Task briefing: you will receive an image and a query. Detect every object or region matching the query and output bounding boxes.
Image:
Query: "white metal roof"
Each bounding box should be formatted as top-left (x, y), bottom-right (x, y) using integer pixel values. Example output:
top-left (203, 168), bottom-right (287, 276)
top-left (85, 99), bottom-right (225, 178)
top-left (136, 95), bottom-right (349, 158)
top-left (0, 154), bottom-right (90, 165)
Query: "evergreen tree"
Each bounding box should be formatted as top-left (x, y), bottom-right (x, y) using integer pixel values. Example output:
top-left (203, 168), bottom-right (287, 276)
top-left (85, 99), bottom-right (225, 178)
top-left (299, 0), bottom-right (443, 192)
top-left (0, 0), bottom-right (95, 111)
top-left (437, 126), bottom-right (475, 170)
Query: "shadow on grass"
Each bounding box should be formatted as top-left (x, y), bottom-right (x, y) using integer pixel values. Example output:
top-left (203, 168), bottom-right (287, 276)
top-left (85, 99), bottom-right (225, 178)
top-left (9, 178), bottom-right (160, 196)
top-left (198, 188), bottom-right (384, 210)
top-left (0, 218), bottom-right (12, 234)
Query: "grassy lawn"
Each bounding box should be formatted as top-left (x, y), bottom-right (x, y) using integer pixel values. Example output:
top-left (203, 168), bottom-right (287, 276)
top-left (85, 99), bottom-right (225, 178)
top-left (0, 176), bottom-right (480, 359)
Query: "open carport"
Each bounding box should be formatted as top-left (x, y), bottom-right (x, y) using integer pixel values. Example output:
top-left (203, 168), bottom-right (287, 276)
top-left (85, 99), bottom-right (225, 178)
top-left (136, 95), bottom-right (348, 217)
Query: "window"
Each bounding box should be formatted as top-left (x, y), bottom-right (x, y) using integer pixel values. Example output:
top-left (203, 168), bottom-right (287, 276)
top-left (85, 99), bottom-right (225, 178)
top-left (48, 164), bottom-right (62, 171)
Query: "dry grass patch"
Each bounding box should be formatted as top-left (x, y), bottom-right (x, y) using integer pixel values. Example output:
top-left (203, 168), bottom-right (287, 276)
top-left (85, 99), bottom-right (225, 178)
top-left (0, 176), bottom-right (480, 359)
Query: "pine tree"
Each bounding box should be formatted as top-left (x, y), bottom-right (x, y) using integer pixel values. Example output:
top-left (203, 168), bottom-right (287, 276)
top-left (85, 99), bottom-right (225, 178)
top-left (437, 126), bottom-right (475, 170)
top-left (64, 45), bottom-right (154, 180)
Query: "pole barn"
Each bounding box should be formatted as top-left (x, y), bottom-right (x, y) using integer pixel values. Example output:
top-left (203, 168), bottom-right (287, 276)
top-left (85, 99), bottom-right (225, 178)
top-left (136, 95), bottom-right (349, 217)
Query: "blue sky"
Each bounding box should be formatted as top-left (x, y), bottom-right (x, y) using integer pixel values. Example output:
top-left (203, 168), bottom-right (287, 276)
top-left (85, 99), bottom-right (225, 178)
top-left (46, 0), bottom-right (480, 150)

------------------------------------

OBJECTIVE:
Count the lines in the rows above that contain the word "tree". Reply with only that number.

PROBLEM SOLUTION:
2